DATA LISTING:
________________________
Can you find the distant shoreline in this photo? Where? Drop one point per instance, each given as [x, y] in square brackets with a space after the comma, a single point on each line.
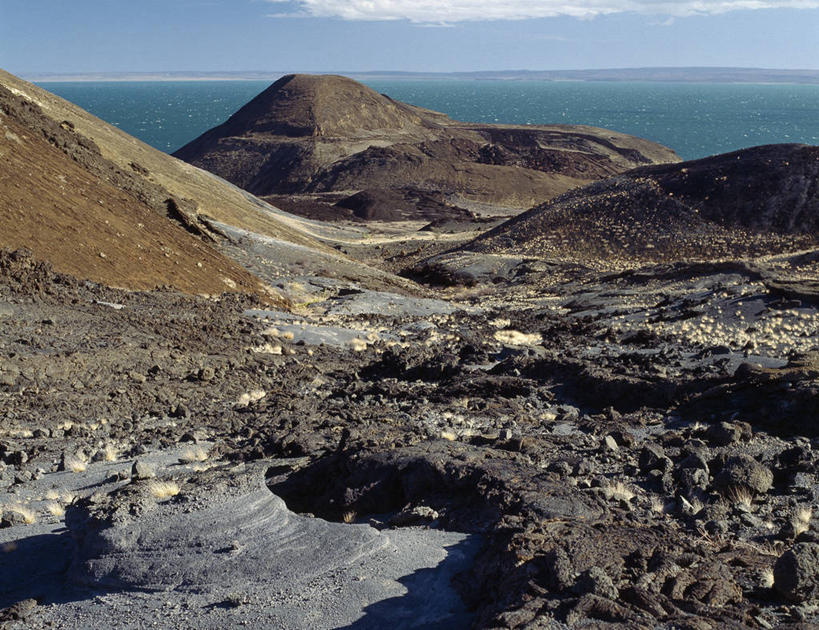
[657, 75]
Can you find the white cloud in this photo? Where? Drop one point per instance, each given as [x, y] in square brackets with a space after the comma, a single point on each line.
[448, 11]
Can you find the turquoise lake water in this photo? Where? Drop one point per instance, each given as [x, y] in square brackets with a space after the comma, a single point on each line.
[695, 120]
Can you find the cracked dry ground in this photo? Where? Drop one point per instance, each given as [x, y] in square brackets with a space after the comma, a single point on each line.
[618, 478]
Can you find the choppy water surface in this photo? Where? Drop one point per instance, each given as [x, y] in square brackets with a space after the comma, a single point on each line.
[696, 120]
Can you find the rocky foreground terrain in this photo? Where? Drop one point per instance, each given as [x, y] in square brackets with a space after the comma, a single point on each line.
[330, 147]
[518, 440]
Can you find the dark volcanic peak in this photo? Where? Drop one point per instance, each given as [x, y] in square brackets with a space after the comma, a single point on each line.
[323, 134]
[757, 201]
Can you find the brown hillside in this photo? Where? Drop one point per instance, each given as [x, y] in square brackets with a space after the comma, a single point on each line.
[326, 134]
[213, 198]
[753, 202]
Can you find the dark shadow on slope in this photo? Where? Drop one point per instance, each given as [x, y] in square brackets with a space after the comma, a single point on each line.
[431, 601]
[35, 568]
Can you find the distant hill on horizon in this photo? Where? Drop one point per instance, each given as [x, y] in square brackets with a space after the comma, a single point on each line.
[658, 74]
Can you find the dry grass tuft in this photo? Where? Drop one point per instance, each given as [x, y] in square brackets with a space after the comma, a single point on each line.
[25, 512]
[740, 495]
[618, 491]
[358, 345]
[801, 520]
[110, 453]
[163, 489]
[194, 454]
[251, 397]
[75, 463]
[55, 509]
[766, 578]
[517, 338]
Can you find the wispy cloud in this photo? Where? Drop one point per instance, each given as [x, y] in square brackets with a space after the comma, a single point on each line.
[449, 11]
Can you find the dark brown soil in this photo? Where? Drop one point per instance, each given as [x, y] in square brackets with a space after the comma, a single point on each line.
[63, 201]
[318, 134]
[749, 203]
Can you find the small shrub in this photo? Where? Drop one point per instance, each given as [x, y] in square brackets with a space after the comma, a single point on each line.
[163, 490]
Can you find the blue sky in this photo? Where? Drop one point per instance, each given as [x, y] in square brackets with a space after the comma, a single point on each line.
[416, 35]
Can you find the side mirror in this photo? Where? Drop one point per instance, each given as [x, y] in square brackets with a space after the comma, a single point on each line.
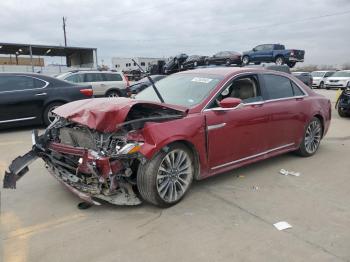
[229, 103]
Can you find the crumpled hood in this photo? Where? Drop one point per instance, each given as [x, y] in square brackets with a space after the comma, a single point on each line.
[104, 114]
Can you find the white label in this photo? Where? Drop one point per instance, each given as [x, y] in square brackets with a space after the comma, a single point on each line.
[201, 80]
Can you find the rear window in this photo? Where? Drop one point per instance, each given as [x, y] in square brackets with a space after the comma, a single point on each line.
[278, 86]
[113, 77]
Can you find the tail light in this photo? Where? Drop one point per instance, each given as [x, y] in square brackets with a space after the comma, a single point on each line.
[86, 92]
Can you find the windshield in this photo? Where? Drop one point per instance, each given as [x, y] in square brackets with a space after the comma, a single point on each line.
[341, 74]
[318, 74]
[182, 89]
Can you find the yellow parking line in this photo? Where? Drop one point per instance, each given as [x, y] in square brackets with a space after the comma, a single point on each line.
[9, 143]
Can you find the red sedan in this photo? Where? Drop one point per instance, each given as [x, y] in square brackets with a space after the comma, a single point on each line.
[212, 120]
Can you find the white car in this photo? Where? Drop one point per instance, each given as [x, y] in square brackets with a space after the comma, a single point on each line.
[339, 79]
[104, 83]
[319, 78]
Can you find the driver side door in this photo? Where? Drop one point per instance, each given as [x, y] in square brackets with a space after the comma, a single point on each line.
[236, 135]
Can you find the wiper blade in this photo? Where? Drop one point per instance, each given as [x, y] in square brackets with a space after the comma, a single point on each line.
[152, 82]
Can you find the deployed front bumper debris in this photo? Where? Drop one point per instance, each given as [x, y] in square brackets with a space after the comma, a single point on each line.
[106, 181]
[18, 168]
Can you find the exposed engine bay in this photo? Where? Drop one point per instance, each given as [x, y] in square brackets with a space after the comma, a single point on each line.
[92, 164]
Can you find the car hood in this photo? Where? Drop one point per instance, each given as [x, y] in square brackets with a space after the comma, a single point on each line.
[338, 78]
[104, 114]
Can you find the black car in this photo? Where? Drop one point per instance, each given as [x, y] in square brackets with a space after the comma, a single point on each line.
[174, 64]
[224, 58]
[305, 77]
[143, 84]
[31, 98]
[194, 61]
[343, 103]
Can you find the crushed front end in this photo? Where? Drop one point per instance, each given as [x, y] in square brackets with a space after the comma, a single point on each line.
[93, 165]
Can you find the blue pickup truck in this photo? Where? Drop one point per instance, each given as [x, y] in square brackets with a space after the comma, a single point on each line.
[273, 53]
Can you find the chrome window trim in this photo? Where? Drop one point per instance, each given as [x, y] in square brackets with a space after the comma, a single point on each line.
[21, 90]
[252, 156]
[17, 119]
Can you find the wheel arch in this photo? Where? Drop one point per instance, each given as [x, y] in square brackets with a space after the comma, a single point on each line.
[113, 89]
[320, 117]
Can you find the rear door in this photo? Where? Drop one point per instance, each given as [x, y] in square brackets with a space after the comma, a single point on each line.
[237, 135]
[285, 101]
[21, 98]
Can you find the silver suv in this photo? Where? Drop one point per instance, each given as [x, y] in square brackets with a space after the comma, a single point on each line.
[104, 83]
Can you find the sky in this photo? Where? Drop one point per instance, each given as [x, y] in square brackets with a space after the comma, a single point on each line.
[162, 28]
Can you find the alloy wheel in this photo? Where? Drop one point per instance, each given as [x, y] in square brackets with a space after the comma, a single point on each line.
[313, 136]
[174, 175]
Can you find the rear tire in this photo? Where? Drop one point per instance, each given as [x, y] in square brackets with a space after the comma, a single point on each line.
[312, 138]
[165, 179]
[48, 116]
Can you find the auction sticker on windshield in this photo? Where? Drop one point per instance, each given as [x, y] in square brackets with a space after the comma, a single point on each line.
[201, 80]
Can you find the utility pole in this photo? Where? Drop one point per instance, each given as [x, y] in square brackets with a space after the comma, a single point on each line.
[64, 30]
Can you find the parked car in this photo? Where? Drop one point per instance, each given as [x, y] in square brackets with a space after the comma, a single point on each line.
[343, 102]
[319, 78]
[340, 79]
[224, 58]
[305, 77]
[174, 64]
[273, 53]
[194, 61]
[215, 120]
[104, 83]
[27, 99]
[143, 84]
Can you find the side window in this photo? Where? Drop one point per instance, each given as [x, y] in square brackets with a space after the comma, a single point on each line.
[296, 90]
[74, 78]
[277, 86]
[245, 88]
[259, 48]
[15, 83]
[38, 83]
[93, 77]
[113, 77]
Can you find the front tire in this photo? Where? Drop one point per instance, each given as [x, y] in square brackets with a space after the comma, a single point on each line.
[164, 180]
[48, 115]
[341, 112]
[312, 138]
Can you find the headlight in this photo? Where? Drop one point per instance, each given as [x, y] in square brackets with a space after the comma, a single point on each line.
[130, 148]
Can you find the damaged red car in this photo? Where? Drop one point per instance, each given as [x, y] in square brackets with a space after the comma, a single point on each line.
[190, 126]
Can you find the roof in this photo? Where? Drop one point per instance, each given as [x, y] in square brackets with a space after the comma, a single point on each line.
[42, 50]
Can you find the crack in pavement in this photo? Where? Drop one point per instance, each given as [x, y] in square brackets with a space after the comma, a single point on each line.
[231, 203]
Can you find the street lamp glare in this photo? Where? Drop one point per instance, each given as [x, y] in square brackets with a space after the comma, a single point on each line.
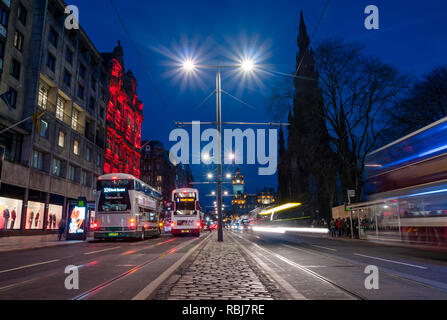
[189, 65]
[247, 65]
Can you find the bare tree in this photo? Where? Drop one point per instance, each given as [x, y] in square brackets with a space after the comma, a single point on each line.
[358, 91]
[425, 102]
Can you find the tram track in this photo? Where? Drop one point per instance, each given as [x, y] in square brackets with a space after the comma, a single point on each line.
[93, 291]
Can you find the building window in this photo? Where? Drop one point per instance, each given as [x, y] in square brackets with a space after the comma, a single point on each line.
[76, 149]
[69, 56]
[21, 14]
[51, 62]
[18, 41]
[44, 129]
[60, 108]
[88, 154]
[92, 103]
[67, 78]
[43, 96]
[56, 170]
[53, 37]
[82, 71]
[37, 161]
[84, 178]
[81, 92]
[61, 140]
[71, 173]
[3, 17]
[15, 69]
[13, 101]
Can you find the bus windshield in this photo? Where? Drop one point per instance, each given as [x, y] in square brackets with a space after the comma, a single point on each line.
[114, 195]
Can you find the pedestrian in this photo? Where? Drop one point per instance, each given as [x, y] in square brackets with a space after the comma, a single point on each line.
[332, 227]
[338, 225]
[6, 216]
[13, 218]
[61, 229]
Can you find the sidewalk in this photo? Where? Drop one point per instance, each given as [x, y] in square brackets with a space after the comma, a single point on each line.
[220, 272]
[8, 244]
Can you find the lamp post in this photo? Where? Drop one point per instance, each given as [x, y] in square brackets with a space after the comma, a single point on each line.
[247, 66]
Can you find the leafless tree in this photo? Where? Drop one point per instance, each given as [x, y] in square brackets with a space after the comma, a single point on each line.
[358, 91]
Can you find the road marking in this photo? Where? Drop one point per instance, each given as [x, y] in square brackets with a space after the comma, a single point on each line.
________________________
EXERCISE DETAILS:
Each line from the one containing "Can you find the building" to the final line of the entries above must be returned exactly, and no other line may appear.

WRITTEN RESPONSE:
Can you find the building window in this photo? Where? Drop one point per instance, each given as [x, y] in square brackets with a space after the comma, a single point on each line.
[76, 149]
[69, 56]
[21, 14]
[51, 62]
[18, 41]
[44, 129]
[60, 108]
[88, 154]
[92, 103]
[67, 78]
[43, 96]
[56, 170]
[53, 37]
[82, 71]
[37, 161]
[84, 178]
[81, 92]
[61, 140]
[71, 173]
[3, 17]
[15, 69]
[13, 101]
Can you find the bus windshield in this photo? Where? Drop one point per instance, each given as [x, y] in square brackets with a space after the comma, a single point on each line.
[114, 195]
Can you find the pedestrian in this photo? Where? Drop one point per instance, each given as [x, y] in square brackets with a space after the comma, a single point on each line.
[332, 227]
[338, 225]
[6, 216]
[13, 218]
[61, 229]
Can you find the sidewalk in this photo? Where? Drop one point per instance, each given as [x, y] in square brackets with a space after the comma, a single point on each line.
[220, 272]
[8, 244]
Can you find the lamp post in this photo? Where? Drop one point per instance, each given as [x, y] in square brackets with a space after the comma, a single point on each line.
[247, 66]
Can you find the leafless tree in this photo? Where? Drop one point per instance, each given as [x, y] in square brackets with a space after the comma, a single point on each line.
[358, 91]
Can you find the road marking in this photo? Where? Drop one point per instance, each given as [x, y] in square brackets with a space after the comma, a single point on each line.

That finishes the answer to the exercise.